▶ [TASK TO CARRY OUT]:
Please reproduce exactly the line that carries "pixel 785 240." and all remaining lines through the last line of the data, and write nothing else.

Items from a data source
━━━━━━━━━━

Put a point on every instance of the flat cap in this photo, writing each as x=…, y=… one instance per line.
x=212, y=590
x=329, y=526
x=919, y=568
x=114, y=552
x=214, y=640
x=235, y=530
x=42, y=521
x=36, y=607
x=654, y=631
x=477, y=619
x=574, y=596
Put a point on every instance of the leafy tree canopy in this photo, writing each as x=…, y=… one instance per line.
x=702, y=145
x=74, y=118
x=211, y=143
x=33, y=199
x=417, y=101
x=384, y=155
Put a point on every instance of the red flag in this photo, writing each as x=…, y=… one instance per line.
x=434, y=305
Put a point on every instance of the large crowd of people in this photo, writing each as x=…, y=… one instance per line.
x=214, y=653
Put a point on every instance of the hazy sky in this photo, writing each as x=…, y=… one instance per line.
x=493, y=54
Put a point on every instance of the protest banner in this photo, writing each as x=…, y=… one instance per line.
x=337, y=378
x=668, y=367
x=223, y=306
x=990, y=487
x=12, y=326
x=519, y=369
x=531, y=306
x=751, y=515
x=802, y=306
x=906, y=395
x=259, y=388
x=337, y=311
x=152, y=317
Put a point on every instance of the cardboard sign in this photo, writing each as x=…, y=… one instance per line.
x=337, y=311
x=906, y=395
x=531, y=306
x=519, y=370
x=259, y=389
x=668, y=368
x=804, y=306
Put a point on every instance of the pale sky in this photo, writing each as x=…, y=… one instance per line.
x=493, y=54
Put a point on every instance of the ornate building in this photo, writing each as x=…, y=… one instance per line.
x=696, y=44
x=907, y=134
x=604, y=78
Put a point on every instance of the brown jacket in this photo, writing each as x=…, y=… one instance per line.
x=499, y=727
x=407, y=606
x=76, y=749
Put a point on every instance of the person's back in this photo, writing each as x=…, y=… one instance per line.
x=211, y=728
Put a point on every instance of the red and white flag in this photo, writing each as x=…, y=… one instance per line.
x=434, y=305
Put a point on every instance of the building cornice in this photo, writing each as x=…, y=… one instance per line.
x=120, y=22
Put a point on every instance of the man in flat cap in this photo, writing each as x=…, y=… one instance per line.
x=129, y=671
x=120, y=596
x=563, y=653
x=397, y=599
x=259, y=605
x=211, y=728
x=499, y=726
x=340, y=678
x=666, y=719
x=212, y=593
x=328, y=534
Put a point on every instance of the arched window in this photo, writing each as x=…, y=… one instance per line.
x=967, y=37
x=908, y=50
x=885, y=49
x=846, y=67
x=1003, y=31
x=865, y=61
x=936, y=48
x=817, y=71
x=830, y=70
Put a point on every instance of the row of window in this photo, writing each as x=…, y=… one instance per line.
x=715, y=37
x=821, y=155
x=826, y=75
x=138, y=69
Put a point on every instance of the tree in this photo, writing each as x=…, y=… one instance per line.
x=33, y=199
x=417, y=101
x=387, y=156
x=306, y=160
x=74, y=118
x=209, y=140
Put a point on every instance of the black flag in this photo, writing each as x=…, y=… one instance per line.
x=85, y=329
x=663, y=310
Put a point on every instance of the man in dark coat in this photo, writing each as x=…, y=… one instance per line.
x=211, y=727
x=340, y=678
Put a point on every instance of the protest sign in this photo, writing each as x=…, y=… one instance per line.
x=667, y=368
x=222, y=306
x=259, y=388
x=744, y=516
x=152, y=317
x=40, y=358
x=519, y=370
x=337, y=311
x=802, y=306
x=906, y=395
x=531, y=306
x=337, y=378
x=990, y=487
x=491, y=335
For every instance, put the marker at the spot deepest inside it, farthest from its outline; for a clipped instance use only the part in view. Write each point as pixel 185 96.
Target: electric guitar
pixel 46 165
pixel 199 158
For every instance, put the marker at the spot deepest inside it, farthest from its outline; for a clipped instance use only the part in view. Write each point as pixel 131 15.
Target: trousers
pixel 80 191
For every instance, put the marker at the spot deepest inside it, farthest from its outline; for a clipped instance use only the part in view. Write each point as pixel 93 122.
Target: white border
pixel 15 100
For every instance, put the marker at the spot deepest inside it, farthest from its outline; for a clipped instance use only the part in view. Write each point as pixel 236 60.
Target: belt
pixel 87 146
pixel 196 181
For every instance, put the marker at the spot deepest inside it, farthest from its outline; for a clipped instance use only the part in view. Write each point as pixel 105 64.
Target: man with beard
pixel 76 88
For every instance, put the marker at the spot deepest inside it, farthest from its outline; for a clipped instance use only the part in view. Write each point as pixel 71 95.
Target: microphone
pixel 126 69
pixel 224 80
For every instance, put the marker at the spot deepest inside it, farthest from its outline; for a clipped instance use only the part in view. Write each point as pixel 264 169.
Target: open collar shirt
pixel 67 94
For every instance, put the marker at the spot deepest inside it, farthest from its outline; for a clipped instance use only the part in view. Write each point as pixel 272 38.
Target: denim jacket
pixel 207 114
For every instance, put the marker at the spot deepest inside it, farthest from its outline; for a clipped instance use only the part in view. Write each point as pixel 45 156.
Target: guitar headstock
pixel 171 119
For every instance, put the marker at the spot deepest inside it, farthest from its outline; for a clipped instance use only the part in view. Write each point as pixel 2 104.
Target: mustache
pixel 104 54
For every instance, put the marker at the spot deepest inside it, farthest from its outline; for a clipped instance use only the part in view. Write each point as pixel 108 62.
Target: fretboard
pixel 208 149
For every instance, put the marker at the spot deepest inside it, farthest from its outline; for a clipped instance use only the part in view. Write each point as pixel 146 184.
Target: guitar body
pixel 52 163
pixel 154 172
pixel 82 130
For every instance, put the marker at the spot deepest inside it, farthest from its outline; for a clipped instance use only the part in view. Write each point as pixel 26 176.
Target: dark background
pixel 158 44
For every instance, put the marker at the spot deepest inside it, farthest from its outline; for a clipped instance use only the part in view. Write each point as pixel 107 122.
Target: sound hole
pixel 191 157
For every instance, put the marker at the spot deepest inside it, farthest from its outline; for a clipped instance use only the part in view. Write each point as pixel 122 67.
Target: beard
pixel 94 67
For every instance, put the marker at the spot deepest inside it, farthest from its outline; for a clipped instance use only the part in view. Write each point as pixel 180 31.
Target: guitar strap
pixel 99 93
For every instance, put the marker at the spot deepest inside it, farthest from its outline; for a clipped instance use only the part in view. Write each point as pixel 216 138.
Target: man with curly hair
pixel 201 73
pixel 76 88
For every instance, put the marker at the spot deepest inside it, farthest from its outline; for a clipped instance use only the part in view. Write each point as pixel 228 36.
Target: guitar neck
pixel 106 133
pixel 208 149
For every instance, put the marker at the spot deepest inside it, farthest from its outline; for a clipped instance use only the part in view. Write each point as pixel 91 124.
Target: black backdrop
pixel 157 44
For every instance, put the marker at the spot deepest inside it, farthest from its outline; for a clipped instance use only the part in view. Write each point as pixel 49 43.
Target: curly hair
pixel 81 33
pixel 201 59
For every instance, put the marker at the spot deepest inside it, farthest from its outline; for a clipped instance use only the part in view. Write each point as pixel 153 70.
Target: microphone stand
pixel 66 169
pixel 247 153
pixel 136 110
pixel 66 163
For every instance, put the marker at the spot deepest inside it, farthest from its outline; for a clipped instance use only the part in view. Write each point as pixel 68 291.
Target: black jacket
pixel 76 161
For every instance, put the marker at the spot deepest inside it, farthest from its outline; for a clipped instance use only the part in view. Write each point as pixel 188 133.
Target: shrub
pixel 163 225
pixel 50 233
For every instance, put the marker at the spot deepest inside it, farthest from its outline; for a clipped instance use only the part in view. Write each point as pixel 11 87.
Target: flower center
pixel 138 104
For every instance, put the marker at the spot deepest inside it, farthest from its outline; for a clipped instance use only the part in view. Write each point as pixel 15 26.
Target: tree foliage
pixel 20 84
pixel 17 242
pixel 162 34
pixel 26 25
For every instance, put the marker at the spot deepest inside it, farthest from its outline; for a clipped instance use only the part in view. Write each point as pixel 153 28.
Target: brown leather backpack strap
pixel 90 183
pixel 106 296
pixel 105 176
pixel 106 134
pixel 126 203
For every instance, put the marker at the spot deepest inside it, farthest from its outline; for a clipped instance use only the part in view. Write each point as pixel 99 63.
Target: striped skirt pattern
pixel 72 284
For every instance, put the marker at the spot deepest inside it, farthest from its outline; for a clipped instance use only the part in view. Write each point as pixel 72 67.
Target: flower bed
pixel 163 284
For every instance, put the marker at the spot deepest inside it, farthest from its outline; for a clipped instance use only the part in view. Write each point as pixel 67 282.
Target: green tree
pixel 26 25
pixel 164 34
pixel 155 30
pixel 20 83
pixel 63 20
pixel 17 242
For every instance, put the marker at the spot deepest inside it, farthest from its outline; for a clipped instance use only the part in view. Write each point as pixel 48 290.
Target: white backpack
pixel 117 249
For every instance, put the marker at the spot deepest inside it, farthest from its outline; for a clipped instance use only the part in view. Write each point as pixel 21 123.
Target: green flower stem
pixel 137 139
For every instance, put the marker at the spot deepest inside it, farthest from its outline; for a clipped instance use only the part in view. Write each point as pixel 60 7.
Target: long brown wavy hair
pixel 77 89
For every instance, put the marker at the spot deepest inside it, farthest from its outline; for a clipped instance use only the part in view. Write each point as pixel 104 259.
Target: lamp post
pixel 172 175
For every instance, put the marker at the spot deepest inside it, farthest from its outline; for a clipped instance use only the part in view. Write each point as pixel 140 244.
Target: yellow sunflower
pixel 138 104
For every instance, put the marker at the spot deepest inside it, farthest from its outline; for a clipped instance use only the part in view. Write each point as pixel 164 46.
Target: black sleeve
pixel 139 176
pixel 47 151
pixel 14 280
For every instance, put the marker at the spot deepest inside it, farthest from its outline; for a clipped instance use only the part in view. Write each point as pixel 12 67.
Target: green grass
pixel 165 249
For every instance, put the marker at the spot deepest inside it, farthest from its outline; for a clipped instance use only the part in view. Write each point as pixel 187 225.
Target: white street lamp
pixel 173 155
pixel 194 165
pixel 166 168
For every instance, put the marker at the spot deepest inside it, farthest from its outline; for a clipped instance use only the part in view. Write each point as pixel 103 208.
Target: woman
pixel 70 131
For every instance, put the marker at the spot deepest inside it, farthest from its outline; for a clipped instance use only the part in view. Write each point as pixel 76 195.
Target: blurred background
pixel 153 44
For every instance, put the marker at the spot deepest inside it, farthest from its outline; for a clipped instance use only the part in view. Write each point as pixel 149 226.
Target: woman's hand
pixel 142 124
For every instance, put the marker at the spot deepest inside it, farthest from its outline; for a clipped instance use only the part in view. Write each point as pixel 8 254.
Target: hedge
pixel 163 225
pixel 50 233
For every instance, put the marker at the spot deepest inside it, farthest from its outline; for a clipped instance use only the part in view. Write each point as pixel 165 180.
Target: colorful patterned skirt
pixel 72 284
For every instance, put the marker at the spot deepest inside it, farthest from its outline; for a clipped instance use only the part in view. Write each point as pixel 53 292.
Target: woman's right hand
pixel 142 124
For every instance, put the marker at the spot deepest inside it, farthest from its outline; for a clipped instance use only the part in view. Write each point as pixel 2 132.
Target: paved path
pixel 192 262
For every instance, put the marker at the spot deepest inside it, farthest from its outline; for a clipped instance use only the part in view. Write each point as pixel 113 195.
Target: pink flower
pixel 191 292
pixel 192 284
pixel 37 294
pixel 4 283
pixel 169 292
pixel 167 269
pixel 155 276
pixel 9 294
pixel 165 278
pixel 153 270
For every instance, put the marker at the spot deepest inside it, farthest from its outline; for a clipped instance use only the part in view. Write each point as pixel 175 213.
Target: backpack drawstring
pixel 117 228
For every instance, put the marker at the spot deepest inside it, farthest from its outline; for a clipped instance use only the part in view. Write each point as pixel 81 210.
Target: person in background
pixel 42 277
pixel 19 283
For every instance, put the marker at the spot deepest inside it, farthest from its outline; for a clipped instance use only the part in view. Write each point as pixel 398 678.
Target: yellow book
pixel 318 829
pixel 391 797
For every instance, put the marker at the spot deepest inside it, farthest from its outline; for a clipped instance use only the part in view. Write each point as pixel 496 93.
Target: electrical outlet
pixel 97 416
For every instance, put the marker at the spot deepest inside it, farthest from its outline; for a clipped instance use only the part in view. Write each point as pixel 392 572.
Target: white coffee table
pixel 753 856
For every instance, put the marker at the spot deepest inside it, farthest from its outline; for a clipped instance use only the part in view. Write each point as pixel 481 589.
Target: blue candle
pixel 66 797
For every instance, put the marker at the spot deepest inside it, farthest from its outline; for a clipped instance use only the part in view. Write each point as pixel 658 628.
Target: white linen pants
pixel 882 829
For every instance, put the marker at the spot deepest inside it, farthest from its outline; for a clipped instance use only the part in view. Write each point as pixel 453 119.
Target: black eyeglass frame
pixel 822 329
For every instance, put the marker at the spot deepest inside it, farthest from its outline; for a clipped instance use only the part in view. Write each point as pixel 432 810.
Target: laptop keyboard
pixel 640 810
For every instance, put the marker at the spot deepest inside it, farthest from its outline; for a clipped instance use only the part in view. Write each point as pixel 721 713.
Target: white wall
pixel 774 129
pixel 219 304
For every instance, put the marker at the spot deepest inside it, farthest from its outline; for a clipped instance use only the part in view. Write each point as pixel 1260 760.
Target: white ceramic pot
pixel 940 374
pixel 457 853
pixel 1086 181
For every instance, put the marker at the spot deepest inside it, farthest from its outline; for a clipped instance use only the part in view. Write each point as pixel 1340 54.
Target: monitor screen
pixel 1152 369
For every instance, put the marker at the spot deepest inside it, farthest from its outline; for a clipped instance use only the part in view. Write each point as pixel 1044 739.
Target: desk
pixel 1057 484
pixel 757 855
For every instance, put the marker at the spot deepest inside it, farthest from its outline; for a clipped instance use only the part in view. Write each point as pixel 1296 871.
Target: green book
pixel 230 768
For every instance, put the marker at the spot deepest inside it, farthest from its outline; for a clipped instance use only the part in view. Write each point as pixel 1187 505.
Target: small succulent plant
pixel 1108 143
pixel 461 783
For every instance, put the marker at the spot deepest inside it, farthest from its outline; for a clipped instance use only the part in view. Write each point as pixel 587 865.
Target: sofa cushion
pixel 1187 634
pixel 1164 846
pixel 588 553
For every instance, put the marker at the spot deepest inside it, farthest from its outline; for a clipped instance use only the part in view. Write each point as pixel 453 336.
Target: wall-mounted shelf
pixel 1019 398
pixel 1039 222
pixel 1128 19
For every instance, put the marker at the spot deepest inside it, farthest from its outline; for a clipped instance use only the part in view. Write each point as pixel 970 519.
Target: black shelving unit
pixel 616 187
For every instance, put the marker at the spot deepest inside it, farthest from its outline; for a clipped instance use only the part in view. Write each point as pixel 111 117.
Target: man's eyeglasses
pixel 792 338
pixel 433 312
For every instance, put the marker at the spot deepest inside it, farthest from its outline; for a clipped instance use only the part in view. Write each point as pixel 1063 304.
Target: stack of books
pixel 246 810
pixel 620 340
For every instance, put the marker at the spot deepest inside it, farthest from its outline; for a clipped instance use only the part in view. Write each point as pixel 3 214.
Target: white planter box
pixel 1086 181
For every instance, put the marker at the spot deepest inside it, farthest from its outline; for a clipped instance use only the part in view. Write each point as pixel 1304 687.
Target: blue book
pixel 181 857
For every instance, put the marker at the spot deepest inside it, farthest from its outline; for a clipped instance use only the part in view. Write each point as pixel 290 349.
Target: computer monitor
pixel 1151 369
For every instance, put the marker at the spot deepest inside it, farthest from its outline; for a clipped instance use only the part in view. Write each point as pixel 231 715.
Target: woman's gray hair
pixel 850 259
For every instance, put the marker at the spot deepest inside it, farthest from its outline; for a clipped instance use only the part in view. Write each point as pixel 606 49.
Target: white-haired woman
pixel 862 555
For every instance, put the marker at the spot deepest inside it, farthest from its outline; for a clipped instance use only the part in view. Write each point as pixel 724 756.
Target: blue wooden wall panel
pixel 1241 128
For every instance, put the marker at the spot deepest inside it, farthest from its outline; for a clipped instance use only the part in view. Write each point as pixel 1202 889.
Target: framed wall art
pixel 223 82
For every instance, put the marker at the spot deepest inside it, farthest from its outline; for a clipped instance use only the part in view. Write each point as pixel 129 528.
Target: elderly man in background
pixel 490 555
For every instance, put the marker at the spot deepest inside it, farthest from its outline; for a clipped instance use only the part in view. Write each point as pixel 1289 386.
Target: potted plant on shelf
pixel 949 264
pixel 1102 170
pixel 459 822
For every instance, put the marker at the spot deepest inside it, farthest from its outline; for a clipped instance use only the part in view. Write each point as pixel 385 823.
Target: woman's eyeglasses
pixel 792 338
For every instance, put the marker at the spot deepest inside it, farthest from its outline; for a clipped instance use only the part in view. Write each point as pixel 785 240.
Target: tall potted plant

━━━━━━━━━━

▶ [RESPONSE TO THE TASK]:
For every instance, put the marker at the spot deepest inside it, farthest from its outline; for a clipped instance use only the part in view. Write each point as pixel 785 240.
Target: tall potted plant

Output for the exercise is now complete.